__Objective__. Pull out every line below that contains the word "smiling", and note that case counts.
-- start of Records for this task --
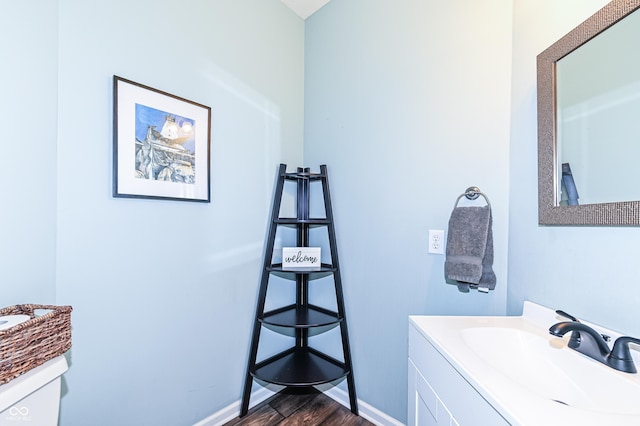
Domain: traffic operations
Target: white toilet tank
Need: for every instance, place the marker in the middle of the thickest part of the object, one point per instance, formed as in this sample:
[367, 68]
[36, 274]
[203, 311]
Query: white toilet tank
[33, 398]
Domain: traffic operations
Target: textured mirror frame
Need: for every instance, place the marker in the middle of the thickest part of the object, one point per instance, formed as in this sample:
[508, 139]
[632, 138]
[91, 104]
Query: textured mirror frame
[549, 213]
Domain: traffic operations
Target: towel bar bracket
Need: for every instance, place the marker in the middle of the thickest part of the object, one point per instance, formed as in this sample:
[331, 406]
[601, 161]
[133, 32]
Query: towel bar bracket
[472, 192]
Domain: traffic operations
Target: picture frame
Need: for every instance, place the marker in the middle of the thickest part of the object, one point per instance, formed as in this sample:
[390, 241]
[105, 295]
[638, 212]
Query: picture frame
[161, 144]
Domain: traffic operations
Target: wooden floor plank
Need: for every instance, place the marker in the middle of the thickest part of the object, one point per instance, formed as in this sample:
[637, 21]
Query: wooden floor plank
[289, 401]
[296, 407]
[313, 413]
[261, 415]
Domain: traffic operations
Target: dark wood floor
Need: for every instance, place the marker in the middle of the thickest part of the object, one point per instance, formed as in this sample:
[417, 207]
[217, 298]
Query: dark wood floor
[295, 407]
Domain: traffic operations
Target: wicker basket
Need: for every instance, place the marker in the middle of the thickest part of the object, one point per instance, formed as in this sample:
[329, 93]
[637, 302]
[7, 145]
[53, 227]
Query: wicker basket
[35, 341]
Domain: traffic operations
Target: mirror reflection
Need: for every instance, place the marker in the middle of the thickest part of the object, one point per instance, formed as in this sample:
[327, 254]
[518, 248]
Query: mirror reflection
[598, 118]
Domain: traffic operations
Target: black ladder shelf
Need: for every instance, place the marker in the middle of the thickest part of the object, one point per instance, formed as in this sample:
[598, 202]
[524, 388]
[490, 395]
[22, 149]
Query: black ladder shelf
[301, 365]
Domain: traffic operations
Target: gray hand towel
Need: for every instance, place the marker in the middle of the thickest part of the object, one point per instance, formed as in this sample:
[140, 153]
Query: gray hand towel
[470, 249]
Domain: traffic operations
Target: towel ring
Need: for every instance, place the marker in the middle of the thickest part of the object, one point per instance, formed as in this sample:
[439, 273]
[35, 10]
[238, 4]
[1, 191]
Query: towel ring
[472, 193]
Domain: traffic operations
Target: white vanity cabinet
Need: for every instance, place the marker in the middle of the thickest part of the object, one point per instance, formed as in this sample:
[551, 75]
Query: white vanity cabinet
[438, 394]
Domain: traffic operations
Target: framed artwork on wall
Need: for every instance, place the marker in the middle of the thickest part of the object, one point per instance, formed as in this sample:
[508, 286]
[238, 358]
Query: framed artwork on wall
[161, 144]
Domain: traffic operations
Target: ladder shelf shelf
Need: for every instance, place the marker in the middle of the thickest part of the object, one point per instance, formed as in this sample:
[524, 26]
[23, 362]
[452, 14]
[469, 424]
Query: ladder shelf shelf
[300, 365]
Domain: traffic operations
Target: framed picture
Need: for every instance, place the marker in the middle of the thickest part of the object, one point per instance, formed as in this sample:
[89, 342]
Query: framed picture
[161, 144]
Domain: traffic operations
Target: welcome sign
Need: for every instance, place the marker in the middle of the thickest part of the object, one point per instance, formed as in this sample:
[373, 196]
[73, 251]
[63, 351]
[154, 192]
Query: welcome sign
[301, 257]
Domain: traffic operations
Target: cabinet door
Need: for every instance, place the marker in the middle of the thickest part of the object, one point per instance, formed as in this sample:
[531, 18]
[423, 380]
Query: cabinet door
[422, 400]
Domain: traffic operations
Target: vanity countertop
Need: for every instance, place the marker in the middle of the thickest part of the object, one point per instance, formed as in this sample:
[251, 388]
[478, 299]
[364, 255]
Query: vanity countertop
[529, 376]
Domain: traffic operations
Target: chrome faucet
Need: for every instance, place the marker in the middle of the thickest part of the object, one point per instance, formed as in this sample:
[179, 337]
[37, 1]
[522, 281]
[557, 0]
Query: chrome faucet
[589, 342]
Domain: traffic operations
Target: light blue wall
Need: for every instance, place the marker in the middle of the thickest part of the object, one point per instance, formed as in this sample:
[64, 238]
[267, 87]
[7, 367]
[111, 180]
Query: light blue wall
[408, 104]
[163, 292]
[587, 271]
[28, 108]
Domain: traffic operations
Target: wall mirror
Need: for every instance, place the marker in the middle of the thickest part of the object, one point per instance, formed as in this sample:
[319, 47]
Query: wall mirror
[589, 121]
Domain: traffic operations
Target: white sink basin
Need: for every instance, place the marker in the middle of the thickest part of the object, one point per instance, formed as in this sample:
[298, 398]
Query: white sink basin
[546, 367]
[531, 377]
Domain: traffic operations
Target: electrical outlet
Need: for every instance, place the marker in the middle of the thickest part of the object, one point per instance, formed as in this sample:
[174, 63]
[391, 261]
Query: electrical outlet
[436, 241]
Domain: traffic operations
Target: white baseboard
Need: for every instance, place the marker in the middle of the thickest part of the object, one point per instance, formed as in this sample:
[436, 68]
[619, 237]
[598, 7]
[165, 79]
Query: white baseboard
[365, 410]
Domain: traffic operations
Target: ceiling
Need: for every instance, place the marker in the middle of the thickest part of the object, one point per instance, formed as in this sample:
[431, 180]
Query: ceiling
[304, 8]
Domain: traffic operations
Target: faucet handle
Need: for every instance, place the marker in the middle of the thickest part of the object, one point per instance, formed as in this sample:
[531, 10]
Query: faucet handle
[620, 356]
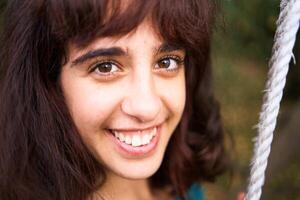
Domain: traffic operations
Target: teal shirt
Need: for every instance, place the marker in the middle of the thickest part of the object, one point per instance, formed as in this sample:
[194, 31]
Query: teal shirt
[195, 192]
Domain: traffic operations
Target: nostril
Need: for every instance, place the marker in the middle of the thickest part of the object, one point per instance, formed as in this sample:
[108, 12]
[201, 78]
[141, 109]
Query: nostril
[144, 109]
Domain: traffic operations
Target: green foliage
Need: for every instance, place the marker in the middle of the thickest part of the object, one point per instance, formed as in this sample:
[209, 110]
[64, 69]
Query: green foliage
[249, 27]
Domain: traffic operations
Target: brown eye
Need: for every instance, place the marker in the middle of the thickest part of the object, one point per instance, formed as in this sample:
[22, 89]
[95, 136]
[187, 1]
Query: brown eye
[164, 63]
[105, 68]
[168, 64]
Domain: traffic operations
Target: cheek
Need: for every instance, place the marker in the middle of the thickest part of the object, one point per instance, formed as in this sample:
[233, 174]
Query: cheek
[89, 104]
[173, 94]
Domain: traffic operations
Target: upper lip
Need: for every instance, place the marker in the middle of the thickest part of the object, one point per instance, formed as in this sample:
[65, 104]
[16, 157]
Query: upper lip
[135, 129]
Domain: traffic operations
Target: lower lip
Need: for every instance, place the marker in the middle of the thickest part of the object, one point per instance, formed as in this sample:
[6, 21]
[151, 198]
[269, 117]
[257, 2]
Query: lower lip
[136, 151]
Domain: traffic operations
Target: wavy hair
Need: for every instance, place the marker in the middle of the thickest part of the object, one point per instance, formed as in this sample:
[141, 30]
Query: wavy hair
[42, 156]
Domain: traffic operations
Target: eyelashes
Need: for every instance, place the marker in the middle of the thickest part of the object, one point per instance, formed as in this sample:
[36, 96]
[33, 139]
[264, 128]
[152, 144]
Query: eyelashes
[109, 69]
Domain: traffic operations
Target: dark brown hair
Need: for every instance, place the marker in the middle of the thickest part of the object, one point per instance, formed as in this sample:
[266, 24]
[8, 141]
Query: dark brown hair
[41, 153]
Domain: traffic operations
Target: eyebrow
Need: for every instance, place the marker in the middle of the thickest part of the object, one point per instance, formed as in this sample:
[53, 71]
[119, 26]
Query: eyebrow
[117, 51]
[113, 51]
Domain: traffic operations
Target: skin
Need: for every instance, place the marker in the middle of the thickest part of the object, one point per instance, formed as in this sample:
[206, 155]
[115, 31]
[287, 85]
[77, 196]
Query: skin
[139, 88]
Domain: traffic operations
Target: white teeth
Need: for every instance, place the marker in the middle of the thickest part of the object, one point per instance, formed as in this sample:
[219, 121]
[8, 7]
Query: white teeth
[136, 141]
[127, 139]
[146, 139]
[121, 137]
[143, 137]
[154, 131]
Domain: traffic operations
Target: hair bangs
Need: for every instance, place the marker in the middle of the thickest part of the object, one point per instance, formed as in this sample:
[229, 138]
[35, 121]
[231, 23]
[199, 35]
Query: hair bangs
[81, 22]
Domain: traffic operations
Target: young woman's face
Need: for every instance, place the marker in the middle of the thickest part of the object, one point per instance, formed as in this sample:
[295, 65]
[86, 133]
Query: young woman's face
[126, 96]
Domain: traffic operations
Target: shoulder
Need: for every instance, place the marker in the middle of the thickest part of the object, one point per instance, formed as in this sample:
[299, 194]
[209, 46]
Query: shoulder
[195, 192]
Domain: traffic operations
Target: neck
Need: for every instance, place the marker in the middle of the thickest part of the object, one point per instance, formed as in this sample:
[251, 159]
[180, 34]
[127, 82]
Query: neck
[117, 187]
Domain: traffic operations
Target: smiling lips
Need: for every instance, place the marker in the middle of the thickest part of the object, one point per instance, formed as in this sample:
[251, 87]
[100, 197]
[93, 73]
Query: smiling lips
[136, 138]
[136, 142]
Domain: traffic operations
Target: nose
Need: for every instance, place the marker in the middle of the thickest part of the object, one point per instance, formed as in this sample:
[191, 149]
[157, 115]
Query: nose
[142, 102]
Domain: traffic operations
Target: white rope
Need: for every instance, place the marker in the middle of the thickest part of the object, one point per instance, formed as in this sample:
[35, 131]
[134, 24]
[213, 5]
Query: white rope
[285, 37]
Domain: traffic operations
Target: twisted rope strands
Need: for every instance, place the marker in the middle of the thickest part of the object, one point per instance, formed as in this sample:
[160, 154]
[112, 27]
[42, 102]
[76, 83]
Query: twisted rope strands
[285, 37]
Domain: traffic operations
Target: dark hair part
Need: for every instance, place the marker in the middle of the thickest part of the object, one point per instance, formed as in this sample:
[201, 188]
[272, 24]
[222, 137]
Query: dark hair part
[41, 153]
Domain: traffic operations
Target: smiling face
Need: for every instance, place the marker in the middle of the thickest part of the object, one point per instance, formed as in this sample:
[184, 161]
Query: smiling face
[126, 96]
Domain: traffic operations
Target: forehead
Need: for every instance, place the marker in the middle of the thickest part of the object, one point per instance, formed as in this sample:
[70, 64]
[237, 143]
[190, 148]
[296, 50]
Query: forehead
[141, 38]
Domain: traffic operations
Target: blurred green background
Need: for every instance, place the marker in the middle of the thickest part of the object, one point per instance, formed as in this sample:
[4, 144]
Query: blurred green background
[242, 46]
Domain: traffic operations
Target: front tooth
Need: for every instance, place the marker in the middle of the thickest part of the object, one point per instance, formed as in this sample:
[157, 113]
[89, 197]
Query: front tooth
[154, 131]
[136, 141]
[146, 139]
[121, 137]
[127, 139]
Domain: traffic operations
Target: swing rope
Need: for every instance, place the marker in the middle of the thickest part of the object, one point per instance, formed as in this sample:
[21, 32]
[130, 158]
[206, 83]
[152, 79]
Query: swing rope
[285, 37]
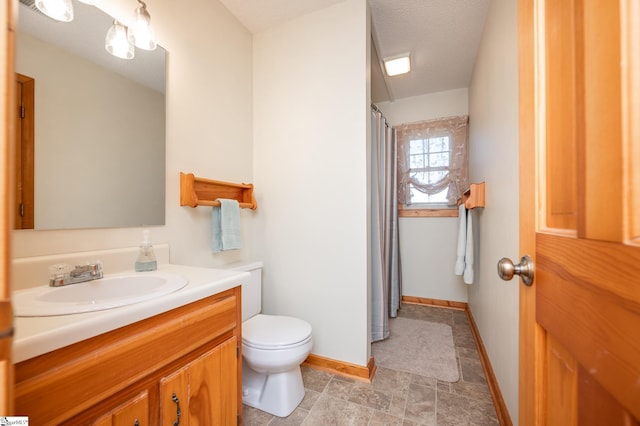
-- end of Records for this task --
__Complete output__.
Target: smiling lips
Query: smiling lips
Target: smiling face
Query: smiling face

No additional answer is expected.